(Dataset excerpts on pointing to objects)
· · · · · · ·
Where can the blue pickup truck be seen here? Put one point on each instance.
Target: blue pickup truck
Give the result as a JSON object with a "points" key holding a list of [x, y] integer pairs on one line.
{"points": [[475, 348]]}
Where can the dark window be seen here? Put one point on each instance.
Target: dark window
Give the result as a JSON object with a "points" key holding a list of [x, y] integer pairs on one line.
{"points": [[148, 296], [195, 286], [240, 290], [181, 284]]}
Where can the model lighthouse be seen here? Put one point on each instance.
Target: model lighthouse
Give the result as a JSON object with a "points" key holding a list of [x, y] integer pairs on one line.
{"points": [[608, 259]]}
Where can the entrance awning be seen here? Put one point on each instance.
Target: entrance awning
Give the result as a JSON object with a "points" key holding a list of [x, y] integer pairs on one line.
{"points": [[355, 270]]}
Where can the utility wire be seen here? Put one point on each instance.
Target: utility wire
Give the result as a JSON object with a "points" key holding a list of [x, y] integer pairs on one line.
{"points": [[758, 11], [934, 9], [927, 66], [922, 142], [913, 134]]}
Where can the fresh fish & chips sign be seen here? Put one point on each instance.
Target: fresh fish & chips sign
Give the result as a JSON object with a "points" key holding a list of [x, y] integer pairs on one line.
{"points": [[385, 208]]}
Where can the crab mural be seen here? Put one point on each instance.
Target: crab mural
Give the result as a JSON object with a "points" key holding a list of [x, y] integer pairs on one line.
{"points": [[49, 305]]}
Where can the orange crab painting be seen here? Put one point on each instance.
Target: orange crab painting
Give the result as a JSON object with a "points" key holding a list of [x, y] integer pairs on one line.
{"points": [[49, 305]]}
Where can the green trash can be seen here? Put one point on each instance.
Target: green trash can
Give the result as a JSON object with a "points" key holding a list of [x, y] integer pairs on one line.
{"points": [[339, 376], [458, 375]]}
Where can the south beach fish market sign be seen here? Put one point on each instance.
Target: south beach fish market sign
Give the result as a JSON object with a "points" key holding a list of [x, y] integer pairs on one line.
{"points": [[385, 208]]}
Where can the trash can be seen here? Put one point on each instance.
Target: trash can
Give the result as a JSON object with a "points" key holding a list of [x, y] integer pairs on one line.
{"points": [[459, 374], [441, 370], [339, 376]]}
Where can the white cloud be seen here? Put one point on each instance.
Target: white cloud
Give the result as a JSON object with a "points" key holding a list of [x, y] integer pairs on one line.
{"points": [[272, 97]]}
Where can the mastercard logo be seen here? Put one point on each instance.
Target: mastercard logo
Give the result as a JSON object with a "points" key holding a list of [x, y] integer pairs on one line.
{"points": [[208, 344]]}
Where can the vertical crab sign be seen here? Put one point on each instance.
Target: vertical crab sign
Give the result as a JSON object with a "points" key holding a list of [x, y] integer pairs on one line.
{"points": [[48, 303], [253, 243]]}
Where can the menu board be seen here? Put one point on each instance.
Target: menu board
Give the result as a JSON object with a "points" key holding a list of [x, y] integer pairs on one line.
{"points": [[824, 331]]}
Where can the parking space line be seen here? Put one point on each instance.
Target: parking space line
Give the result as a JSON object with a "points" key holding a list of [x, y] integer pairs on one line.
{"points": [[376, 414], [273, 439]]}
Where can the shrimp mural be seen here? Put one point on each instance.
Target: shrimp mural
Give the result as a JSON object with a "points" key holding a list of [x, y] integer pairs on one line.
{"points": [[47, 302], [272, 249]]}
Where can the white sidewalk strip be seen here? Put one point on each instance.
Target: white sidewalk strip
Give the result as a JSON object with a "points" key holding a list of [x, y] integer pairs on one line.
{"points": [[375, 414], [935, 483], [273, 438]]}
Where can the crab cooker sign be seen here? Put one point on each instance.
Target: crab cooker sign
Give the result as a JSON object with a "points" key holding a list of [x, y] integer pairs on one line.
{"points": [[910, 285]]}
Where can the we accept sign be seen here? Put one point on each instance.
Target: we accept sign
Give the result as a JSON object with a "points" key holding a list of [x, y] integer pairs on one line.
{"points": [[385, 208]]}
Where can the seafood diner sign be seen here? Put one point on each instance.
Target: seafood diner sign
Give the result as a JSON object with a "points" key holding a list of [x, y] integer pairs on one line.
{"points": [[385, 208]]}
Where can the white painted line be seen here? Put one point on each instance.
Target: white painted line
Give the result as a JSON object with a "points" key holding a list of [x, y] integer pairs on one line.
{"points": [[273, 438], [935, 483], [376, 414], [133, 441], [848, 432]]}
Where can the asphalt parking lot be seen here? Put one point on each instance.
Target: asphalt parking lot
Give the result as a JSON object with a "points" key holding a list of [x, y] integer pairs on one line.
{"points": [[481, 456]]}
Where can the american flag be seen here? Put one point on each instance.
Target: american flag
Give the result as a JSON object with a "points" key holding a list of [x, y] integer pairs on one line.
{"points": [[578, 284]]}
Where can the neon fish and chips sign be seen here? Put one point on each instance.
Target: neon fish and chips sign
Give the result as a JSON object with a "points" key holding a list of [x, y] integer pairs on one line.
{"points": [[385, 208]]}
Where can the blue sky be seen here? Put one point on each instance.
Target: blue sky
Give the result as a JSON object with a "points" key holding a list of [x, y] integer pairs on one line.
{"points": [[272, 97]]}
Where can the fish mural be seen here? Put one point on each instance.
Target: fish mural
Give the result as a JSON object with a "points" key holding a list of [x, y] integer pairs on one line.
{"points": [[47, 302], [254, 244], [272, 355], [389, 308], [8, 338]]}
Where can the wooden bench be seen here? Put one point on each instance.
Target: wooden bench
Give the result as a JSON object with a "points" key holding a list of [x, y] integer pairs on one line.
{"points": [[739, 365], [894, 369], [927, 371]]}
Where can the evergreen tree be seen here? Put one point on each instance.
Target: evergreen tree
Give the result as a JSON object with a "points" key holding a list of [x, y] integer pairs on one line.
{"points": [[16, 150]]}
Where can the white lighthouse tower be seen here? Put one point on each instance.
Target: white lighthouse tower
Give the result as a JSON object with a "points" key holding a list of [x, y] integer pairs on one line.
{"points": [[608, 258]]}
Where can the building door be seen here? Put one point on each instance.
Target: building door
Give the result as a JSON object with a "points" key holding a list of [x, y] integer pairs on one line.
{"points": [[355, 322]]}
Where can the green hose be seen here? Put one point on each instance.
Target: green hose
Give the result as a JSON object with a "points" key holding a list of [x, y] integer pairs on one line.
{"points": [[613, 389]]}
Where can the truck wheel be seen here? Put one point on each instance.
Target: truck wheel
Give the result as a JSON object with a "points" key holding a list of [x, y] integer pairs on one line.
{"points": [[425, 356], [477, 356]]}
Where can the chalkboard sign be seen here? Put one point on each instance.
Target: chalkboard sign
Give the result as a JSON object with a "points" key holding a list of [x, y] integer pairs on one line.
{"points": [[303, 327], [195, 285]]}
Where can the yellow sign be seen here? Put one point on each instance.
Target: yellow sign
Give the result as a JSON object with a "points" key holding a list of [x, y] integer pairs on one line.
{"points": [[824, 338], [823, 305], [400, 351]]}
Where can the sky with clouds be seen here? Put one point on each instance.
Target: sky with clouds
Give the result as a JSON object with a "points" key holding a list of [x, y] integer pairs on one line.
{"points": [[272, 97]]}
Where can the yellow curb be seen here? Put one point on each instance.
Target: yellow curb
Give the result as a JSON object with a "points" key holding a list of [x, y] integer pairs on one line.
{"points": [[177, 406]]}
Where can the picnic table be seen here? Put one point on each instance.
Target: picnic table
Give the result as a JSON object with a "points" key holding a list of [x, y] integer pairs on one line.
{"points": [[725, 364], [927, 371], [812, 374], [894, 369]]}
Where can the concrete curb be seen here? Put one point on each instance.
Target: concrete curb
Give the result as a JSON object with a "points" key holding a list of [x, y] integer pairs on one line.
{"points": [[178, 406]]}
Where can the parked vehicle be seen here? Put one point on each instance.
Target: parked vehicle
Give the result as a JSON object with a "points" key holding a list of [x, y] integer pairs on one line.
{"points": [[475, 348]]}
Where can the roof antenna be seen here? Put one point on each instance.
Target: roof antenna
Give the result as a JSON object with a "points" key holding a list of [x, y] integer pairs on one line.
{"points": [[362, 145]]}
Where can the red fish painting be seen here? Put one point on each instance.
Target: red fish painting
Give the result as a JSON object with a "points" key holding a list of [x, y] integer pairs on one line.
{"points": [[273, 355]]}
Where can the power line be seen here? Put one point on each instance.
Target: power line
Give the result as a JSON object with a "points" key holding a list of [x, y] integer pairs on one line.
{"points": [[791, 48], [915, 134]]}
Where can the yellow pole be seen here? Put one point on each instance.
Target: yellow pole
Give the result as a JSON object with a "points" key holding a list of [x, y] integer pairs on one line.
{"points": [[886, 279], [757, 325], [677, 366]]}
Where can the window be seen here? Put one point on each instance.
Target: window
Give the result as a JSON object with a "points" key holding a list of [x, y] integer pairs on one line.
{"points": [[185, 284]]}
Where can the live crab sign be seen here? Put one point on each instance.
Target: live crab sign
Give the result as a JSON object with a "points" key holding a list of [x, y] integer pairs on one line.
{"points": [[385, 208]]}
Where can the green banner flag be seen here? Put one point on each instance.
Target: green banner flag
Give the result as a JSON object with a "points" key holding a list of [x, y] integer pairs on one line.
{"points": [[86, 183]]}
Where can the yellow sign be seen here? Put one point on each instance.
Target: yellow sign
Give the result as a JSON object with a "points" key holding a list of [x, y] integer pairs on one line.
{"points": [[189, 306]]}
· · · · · · ·
EXERCISE TASK
Reproduce the entries verbatim, starting at the line containing "Where can the live" and continuing through the last line of the entries.

FINISHED EXERCISE
Where can the live crab sign be seen here? Put one point on each instance.
Target: live crab sign
Give the result as a JSON object with a "points" key holding a list of [x, y] integer pairs on one line.
{"points": [[385, 208]]}
Where can the green banner flag be seen here? Put one point on each instance.
Target: green banner flag
Give the result as a JSON object with a "points" key holding a list of [x, y] integer pairs on one line.
{"points": [[86, 183]]}
Where can the yellow sign be seen here? Put one point on each instance.
Target: yellow sign
Give the result as a JSON object with a "points" key holding a list of [x, y] integer pairs on one line.
{"points": [[189, 306]]}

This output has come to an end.